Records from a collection
────────────────────────────────────────
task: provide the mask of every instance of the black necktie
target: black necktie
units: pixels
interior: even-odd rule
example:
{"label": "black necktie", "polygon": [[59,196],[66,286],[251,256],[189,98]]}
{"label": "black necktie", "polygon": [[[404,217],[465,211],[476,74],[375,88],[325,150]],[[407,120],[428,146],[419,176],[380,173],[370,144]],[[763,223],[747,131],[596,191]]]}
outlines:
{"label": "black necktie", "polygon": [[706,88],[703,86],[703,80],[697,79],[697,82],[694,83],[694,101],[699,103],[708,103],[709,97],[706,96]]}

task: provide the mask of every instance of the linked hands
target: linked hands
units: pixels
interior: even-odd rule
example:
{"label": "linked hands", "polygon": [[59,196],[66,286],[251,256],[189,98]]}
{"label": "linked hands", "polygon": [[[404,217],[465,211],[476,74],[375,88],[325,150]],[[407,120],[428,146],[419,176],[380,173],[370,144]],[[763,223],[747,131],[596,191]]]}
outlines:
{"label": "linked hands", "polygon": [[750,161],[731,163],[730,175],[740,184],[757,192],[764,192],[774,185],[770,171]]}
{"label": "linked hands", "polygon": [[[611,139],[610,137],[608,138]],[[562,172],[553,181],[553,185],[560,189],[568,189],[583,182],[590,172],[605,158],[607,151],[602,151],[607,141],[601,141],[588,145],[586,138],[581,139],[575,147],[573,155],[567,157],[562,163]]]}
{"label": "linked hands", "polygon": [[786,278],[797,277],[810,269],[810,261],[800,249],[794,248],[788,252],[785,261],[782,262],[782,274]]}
────────────────────────────────────────
Exercise aim:
What is the number of lines above that contain the word "instance"? Answer with that number only.

Result of this task:
2